§ **Information**:
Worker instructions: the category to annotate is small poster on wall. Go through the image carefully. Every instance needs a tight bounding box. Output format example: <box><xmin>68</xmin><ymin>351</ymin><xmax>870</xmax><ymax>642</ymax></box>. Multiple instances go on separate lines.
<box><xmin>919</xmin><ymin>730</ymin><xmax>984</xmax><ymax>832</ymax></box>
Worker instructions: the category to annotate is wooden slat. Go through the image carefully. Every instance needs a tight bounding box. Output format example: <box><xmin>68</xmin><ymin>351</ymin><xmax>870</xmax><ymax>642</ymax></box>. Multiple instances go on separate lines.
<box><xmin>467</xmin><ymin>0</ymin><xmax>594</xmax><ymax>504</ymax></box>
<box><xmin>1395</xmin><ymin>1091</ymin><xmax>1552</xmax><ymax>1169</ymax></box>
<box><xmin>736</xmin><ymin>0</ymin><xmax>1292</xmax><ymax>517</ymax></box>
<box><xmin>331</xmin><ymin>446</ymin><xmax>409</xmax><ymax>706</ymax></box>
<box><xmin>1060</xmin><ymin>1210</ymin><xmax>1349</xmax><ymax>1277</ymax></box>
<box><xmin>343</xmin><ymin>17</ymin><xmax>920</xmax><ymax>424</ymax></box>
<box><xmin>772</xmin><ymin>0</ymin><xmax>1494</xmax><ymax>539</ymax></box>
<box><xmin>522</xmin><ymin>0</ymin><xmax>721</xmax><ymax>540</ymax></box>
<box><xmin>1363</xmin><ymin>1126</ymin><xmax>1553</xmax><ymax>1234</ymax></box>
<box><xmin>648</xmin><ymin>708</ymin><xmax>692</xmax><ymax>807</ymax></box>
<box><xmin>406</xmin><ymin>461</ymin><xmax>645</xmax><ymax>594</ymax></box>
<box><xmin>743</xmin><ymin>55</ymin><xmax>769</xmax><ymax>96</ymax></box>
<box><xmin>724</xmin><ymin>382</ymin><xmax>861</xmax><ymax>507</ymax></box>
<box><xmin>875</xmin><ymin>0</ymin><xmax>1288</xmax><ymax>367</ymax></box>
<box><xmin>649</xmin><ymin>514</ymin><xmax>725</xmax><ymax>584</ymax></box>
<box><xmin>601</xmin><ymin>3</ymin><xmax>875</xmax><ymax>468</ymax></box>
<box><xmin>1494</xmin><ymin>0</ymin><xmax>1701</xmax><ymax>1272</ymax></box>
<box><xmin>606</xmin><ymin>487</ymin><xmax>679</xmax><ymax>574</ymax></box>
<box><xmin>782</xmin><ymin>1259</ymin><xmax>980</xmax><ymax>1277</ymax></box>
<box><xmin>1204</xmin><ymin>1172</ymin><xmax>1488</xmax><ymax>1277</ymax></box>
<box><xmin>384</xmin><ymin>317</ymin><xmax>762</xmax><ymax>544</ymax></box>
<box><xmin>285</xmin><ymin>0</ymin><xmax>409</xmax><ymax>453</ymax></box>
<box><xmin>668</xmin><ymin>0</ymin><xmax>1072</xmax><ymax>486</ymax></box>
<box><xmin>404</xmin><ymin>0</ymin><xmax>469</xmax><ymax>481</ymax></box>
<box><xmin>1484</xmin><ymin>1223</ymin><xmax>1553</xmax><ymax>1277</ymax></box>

§ **Exercise details**: In full and without alteration, repeat the records.

§ **Task solution**:
Worker instructions: the category to annotate is small poster on wall. Go through the image carefully. Every instance needs a tight bounding box. Output format example: <box><xmin>68</xmin><ymin>351</ymin><xmax>870</xmax><ymax>642</ymax></box>. Multiple instances go on separate lines.
<box><xmin>919</xmin><ymin>730</ymin><xmax>984</xmax><ymax>832</ymax></box>
Worker instructions: the category to annotate is wooden slat. Go through the image carefully. Every instance needs a tight bounding box. Output format example: <box><xmin>68</xmin><ymin>351</ymin><xmax>870</xmax><ymax>642</ymax></box>. Multiple instances go on separate lines.
<box><xmin>467</xmin><ymin>0</ymin><xmax>594</xmax><ymax>504</ymax></box>
<box><xmin>1395</xmin><ymin>1091</ymin><xmax>1552</xmax><ymax>1169</ymax></box>
<box><xmin>736</xmin><ymin>0</ymin><xmax>1292</xmax><ymax>517</ymax></box>
<box><xmin>331</xmin><ymin>446</ymin><xmax>409</xmax><ymax>706</ymax></box>
<box><xmin>1060</xmin><ymin>1210</ymin><xmax>1349</xmax><ymax>1277</ymax></box>
<box><xmin>343</xmin><ymin>17</ymin><xmax>920</xmax><ymax>424</ymax></box>
<box><xmin>772</xmin><ymin>0</ymin><xmax>1494</xmax><ymax>539</ymax></box>
<box><xmin>522</xmin><ymin>0</ymin><xmax>721</xmax><ymax>540</ymax></box>
<box><xmin>1363</xmin><ymin>1126</ymin><xmax>1553</xmax><ymax>1234</ymax></box>
<box><xmin>648</xmin><ymin>708</ymin><xmax>692</xmax><ymax>807</ymax></box>
<box><xmin>406</xmin><ymin>461</ymin><xmax>645</xmax><ymax>594</ymax></box>
<box><xmin>743</xmin><ymin>55</ymin><xmax>769</xmax><ymax>96</ymax></box>
<box><xmin>724</xmin><ymin>382</ymin><xmax>861</xmax><ymax>507</ymax></box>
<box><xmin>875</xmin><ymin>0</ymin><xmax>1288</xmax><ymax>367</ymax></box>
<box><xmin>649</xmin><ymin>514</ymin><xmax>725</xmax><ymax>584</ymax></box>
<box><xmin>601</xmin><ymin>3</ymin><xmax>875</xmax><ymax>468</ymax></box>
<box><xmin>1494</xmin><ymin>0</ymin><xmax>1701</xmax><ymax>1272</ymax></box>
<box><xmin>606</xmin><ymin>487</ymin><xmax>679</xmax><ymax>574</ymax></box>
<box><xmin>782</xmin><ymin>1259</ymin><xmax>980</xmax><ymax>1277</ymax></box>
<box><xmin>1204</xmin><ymin>1172</ymin><xmax>1488</xmax><ymax>1277</ymax></box>
<box><xmin>384</xmin><ymin>317</ymin><xmax>762</xmax><ymax>544</ymax></box>
<box><xmin>285</xmin><ymin>0</ymin><xmax>409</xmax><ymax>453</ymax></box>
<box><xmin>668</xmin><ymin>0</ymin><xmax>1072</xmax><ymax>486</ymax></box>
<box><xmin>404</xmin><ymin>0</ymin><xmax>469</xmax><ymax>481</ymax></box>
<box><xmin>1484</xmin><ymin>1223</ymin><xmax>1553</xmax><ymax>1277</ymax></box>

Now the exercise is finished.